Explore the material:
A – Translate this sentence from the article on trauma-focused therapy training into French: "To treat unique needs across the country, a Canadian context matters."
B – Extend the article on trauma-focused therapy training in Canada, picking up after its last sentence.

Document section:
►

Combatting Trauma During COVID-19

Training to Meet the Need for Trauma-Focused Therapy

To treat unique needs across the country, a Canadian context matters. And that concept led to arguably most comprehensive CBT (cognitive behaviour therapy) for Trauma training in Canada.

“I recognized there’s a huge need for CBT for Trauma training, especially in the Canadian population,” says Charity Fleming, registered social worker, psychotherapist and co-owner of Qualia Counselling Services, which has four mental health clinics across Southern Ontario.

“Around 76 per cent of the Canadian population has experienced trauma, which is much higher than other countries,” she says, citing a startling figure: Canada was No. 1 of 24 countries for prevalence of traumatic experiences and PTSD symptoms.

Although trauma-focused CBT (TF-CBT) is considered “the gold standard” in the United States, Fleming says less than a handful of training opportunities existed for Canadian practitioners, and typically only two or three days in length.

“That’s really where [the program] came from — a response to those needs, and recognizing this is something a lot of people experience,” Fleming says.

Developed for a Canadian Context

Why are Canadian trauma figures so high? We have larger communities that are more likely to have experienced trauma, Fleming says — Indigenous, refugee and immigrant populations.

◄

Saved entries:
►

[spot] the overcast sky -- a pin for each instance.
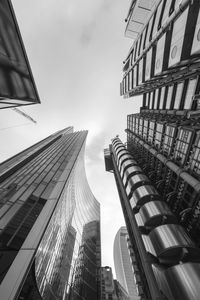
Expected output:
(76, 49)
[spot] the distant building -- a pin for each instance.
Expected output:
(125, 272)
(50, 223)
(121, 293)
(157, 170)
(111, 289)
(17, 86)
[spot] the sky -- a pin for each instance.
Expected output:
(76, 49)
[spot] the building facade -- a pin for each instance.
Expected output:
(124, 270)
(17, 85)
(50, 223)
(111, 289)
(157, 170)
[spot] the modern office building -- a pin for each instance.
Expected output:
(123, 265)
(111, 289)
(17, 86)
(50, 223)
(157, 170)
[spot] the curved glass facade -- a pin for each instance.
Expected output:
(50, 223)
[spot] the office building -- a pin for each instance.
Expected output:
(123, 264)
(111, 289)
(50, 223)
(157, 170)
(17, 86)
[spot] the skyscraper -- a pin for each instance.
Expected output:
(17, 85)
(123, 266)
(50, 222)
(157, 171)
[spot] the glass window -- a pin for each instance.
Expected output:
(156, 99)
(150, 100)
(168, 139)
(190, 93)
(162, 95)
(149, 31)
(177, 38)
(178, 96)
(166, 11)
(157, 19)
(169, 97)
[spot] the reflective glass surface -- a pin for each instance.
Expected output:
(68, 257)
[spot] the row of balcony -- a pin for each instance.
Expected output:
(170, 41)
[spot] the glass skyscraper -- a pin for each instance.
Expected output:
(123, 266)
(50, 223)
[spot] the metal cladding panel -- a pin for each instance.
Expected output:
(160, 55)
(148, 64)
(177, 39)
(127, 163)
(131, 170)
(135, 181)
(155, 213)
(123, 158)
(196, 41)
(169, 240)
(17, 85)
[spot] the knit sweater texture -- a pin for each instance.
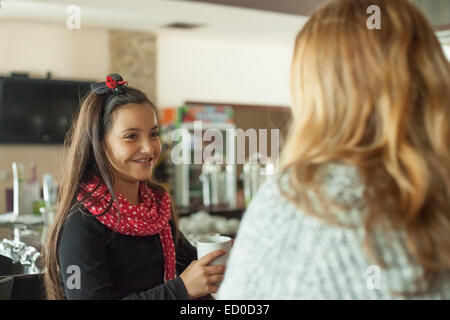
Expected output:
(281, 252)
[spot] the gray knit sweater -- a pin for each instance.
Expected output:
(282, 253)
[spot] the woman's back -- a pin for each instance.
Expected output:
(283, 253)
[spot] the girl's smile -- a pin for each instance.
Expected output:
(132, 146)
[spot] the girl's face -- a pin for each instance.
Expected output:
(132, 144)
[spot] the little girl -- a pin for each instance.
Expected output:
(115, 234)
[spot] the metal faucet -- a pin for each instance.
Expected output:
(18, 251)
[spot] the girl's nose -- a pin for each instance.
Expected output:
(147, 146)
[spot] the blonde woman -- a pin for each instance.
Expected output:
(361, 208)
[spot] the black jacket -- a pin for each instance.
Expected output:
(115, 266)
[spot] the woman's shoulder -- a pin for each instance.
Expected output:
(340, 183)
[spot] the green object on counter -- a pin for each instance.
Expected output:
(37, 205)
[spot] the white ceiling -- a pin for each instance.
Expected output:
(219, 22)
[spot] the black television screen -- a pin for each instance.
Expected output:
(38, 110)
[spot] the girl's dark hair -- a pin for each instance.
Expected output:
(84, 154)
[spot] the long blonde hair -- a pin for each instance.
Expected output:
(377, 99)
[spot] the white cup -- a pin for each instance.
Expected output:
(208, 244)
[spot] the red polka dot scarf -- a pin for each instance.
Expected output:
(150, 216)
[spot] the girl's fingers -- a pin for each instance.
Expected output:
(216, 278)
(211, 256)
(211, 270)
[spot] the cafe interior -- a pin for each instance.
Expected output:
(220, 65)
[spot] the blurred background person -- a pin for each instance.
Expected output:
(361, 209)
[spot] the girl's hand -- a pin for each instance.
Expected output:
(201, 279)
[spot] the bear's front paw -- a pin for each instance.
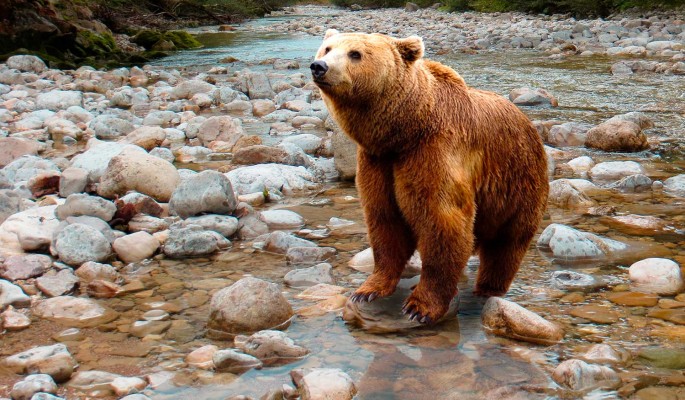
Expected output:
(425, 308)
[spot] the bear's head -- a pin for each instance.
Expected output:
(360, 66)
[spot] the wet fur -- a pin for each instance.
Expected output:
(442, 167)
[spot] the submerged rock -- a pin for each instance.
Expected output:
(248, 306)
(508, 319)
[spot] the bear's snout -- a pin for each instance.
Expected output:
(319, 69)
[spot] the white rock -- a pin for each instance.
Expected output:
(656, 275)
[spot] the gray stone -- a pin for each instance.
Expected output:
(82, 204)
(79, 243)
(248, 306)
(206, 192)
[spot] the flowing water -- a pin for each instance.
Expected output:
(455, 360)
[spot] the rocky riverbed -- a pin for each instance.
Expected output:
(170, 233)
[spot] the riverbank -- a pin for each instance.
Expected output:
(136, 205)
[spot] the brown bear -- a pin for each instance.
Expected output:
(442, 167)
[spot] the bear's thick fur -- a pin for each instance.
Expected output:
(442, 167)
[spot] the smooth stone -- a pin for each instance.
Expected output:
(596, 314)
(384, 315)
(234, 362)
(327, 383)
(656, 275)
(54, 360)
(505, 318)
(578, 281)
(282, 219)
(24, 266)
(32, 384)
(308, 255)
(12, 295)
(304, 277)
(74, 311)
(579, 375)
(633, 299)
(57, 285)
(206, 192)
(135, 247)
(248, 306)
(12, 320)
(270, 347)
(79, 243)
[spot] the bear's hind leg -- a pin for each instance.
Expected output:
(391, 237)
(500, 259)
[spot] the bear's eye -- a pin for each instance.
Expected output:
(355, 55)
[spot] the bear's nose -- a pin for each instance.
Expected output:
(319, 69)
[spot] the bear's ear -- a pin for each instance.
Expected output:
(329, 33)
(410, 48)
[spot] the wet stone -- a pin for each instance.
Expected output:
(633, 299)
(270, 347)
(505, 318)
(384, 315)
(596, 314)
(54, 360)
(579, 375)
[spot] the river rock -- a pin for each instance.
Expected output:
(614, 170)
(54, 360)
(26, 63)
(234, 362)
(91, 271)
(79, 243)
(109, 127)
(283, 178)
(327, 383)
(147, 137)
(83, 204)
(24, 266)
(32, 384)
(12, 148)
(29, 230)
(270, 347)
(568, 134)
(504, 318)
(57, 285)
(282, 219)
(304, 277)
(675, 185)
(617, 135)
(72, 181)
(656, 275)
(74, 311)
(308, 255)
(221, 128)
(207, 192)
(564, 193)
(532, 97)
(570, 244)
(98, 155)
(248, 306)
(56, 100)
(280, 242)
(575, 281)
(135, 247)
(142, 173)
(193, 241)
(579, 375)
(12, 295)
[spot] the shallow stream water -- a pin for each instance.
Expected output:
(457, 359)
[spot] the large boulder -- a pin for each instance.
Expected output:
(248, 306)
(206, 192)
(143, 173)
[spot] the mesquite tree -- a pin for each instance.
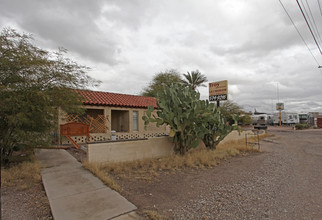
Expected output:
(33, 84)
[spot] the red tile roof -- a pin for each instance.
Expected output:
(115, 99)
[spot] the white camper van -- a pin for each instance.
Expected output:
(287, 118)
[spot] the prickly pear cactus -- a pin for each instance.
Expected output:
(190, 118)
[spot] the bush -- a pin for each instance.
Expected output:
(301, 126)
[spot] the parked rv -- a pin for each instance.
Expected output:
(303, 118)
(287, 118)
(260, 121)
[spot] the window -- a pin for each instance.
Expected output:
(135, 120)
(120, 120)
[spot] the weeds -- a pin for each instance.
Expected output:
(103, 175)
(23, 175)
(153, 215)
(148, 169)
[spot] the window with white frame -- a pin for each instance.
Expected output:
(135, 121)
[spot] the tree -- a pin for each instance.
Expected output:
(190, 118)
(33, 84)
(194, 79)
(166, 78)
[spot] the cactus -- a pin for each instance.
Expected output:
(189, 118)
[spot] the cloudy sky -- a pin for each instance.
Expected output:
(250, 43)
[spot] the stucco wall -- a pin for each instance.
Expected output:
(151, 131)
(140, 149)
(129, 150)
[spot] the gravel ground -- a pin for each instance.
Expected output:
(28, 204)
(283, 182)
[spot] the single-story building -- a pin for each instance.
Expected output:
(113, 115)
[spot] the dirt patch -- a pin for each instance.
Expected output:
(79, 154)
(27, 204)
(283, 182)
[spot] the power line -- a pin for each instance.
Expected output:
(319, 7)
(299, 32)
(309, 26)
(314, 24)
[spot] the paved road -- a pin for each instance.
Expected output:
(283, 182)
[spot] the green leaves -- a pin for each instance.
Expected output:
(190, 119)
(34, 83)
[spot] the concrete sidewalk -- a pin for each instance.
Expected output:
(75, 193)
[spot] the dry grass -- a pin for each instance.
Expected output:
(148, 169)
(97, 170)
(153, 215)
(22, 175)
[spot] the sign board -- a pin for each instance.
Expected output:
(279, 106)
(218, 91)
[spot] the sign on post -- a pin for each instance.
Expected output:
(279, 106)
(218, 91)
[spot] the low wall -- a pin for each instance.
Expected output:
(140, 149)
(129, 150)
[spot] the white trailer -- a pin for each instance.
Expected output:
(287, 118)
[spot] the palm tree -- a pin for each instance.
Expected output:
(194, 79)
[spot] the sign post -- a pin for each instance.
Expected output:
(280, 107)
(218, 91)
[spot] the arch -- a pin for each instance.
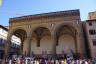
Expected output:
(41, 36)
(67, 30)
(20, 33)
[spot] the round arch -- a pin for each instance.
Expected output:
(19, 33)
(42, 41)
(65, 32)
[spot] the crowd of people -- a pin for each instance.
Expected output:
(32, 60)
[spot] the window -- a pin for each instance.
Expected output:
(94, 42)
(90, 23)
(92, 32)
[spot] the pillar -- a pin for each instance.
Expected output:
(54, 45)
(7, 48)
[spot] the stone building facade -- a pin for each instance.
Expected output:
(89, 27)
(92, 15)
(14, 42)
(53, 33)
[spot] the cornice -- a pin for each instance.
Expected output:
(67, 13)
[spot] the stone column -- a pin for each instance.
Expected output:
(7, 48)
(29, 46)
(21, 48)
(54, 45)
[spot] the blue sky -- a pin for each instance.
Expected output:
(15, 8)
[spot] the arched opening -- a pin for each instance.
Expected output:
(66, 40)
(41, 43)
(16, 41)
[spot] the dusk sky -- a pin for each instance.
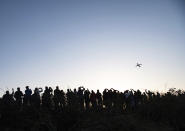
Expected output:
(92, 43)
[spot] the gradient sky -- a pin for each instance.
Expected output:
(94, 43)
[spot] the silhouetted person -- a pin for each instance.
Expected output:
(99, 98)
(81, 96)
(27, 96)
(87, 98)
(18, 96)
(8, 99)
(35, 98)
(93, 99)
(57, 97)
(46, 98)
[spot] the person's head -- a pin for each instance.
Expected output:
(18, 88)
(7, 92)
(27, 87)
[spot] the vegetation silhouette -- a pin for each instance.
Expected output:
(81, 109)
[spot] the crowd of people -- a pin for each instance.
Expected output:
(80, 98)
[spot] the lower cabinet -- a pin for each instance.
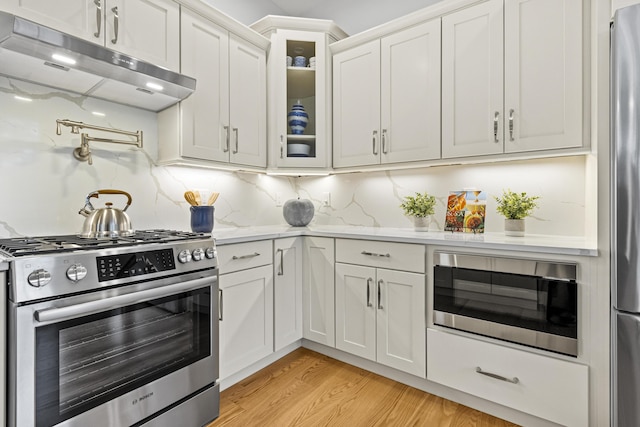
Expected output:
(245, 305)
(380, 316)
(553, 389)
(318, 292)
(287, 266)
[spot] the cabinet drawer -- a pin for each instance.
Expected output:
(395, 256)
(553, 389)
(241, 256)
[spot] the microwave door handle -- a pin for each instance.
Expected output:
(92, 307)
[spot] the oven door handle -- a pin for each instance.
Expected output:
(92, 307)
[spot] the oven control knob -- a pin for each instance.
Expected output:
(39, 278)
(198, 254)
(76, 272)
(184, 256)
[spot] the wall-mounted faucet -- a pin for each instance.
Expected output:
(83, 153)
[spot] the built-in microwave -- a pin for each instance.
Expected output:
(524, 301)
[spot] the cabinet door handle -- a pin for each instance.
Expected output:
(369, 280)
(226, 145)
(375, 137)
(98, 18)
(115, 24)
(375, 254)
(220, 305)
(235, 130)
(281, 269)
(282, 146)
(511, 124)
(253, 255)
(384, 141)
(513, 380)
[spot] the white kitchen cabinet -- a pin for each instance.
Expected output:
(386, 99)
(550, 388)
(224, 121)
(246, 305)
(318, 292)
(507, 86)
(287, 265)
(144, 29)
(380, 312)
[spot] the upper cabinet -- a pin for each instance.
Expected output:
(299, 81)
(145, 29)
(507, 85)
(386, 99)
(224, 121)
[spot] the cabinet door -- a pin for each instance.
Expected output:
(205, 114)
(356, 106)
(410, 98)
(472, 81)
(145, 29)
(543, 74)
(401, 327)
(80, 18)
(287, 291)
(356, 310)
(318, 291)
(248, 103)
(246, 318)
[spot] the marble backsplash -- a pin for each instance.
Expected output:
(43, 186)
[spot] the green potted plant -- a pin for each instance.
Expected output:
(515, 207)
(420, 208)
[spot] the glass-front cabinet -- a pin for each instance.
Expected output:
(299, 92)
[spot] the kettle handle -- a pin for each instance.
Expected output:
(109, 191)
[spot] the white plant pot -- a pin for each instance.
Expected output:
(421, 223)
(514, 227)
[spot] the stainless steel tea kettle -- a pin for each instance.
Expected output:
(107, 222)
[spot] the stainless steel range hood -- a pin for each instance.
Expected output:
(39, 54)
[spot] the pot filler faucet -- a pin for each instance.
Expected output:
(83, 153)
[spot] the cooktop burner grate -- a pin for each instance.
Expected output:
(21, 246)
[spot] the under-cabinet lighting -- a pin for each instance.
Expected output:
(154, 86)
(64, 59)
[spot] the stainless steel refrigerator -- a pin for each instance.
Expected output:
(625, 233)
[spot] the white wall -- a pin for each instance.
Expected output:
(43, 186)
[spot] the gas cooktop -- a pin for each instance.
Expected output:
(22, 246)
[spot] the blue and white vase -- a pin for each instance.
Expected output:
(297, 119)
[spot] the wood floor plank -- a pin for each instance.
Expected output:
(307, 389)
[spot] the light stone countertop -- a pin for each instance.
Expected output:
(560, 245)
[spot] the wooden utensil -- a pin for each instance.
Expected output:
(212, 198)
(190, 197)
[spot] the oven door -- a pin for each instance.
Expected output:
(114, 357)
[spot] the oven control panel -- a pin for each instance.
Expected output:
(120, 266)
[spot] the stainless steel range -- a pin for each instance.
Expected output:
(113, 332)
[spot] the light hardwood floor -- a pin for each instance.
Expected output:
(306, 388)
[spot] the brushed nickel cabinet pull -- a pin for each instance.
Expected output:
(236, 132)
(511, 124)
(513, 380)
(281, 269)
(374, 140)
(115, 24)
(384, 141)
(226, 146)
(375, 254)
(253, 255)
(98, 18)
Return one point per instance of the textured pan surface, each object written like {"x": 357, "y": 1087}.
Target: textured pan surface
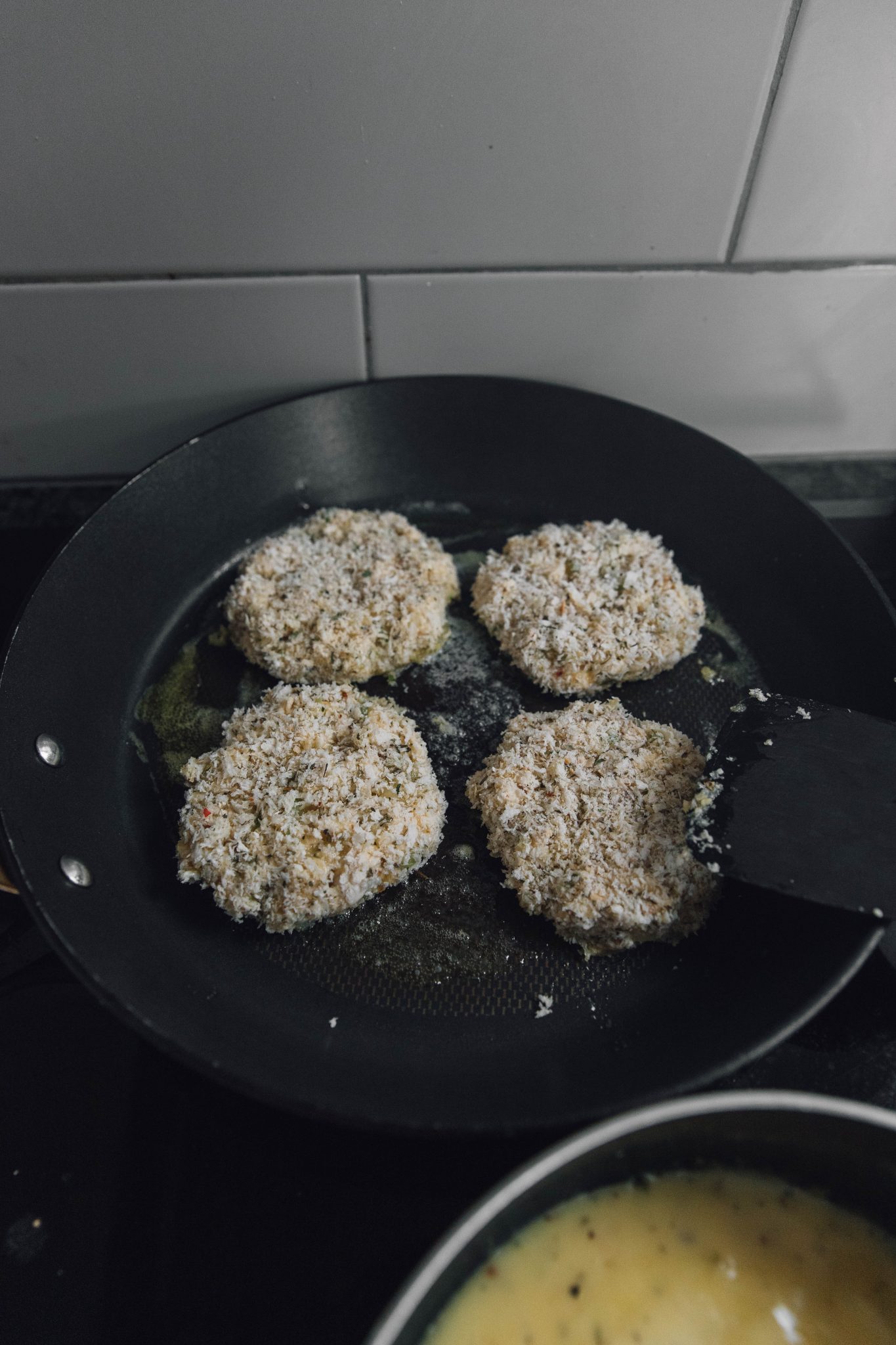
{"x": 435, "y": 986}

◄

Answers for each item:
A – Pour répondre aux besoins uniques à travers le pays, le contexte canadien compte.

B –
“I’m an Indigenous woman and I’ve worked in First Nations for a long time,” she says. “There’s a high prevalence of historical trauma, suicidality and other mental health problems, compounded from the history of colonialism.”

“We’re really committed to the Truth and Reconciliation Calls to Action,” she adds, “so part of the program is teaching the Canadian population about historical trauma within First Nations.”

As a complex condition that can affect anyone — from a refugee to first responder, a domestic abuse survivor to car accident victim — living with trauma can disrupt a person’s entire life. The potential effects of untreated trauma can be crippling, Fleming says: anxiety, depression, hypervigilance, dissociation, flashbacks, personality disorders, risktaking and revictimization, substance abuse, and suicidality.

Untreated trauma can even spread through families, generations and communities. It travels to children via changes in DNA; parents or caregivers with PTSD have increased risk of addictions and emotional issues; and children may be exposed to risky situations or develop their own psychological problems.

“We see trauma a lot in our clinics,” Fleming says, “and it can really impair people’s functioning.”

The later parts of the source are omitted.